[Opening PROVIDED RECORDS section]

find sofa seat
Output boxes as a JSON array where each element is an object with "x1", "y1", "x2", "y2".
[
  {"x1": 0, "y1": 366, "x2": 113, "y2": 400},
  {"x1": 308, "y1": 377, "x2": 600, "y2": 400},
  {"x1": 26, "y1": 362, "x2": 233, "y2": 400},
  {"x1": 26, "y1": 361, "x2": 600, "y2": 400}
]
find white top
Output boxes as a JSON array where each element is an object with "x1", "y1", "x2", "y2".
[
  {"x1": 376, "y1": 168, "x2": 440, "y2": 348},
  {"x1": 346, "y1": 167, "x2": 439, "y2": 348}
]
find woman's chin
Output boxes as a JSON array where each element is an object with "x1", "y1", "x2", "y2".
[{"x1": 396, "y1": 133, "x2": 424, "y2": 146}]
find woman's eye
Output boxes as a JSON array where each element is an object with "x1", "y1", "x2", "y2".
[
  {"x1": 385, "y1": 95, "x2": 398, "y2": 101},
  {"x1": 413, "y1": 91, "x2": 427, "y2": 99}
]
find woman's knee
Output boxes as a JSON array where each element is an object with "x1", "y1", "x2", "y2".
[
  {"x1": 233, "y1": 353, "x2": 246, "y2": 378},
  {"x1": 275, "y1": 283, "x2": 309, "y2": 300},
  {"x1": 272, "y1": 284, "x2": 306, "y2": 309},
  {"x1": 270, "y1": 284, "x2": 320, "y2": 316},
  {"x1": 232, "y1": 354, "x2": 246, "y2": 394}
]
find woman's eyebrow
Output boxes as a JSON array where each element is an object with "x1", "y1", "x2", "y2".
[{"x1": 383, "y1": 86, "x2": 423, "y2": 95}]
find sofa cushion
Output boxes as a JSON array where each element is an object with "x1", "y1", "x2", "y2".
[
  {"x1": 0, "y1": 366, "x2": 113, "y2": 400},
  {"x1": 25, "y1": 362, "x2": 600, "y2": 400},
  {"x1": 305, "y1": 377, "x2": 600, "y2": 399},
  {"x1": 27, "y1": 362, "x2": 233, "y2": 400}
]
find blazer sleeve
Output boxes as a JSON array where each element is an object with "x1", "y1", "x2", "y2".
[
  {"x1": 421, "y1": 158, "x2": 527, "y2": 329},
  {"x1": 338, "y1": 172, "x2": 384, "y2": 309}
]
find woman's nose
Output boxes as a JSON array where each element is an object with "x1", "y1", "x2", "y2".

[Closing PROVIDED RECORDS section]

= YOUR ASSIGNMENT =
Once you reach the line containing "find sofa cushion", transcribe it and each line after it through the end of the material, exactly and with nothing added.

= ANSWER TO THIS PROBLEM =
find sofa cushion
Output boxes as a JSON array where each element is an object with "x1", "y1", "x2", "y2".
[
  {"x1": 0, "y1": 366, "x2": 113, "y2": 400},
  {"x1": 25, "y1": 362, "x2": 600, "y2": 400},
  {"x1": 305, "y1": 377, "x2": 600, "y2": 399},
  {"x1": 27, "y1": 362, "x2": 233, "y2": 400}
]
find blazer sleeve
Output boxes as a JSON array where each element is an object with "x1", "y1", "x2", "y2".
[
  {"x1": 421, "y1": 158, "x2": 527, "y2": 329},
  {"x1": 338, "y1": 172, "x2": 384, "y2": 309}
]
find woman's nose
Output boxes as a JSON array where each element is an object with "x1", "y1", "x2", "y2".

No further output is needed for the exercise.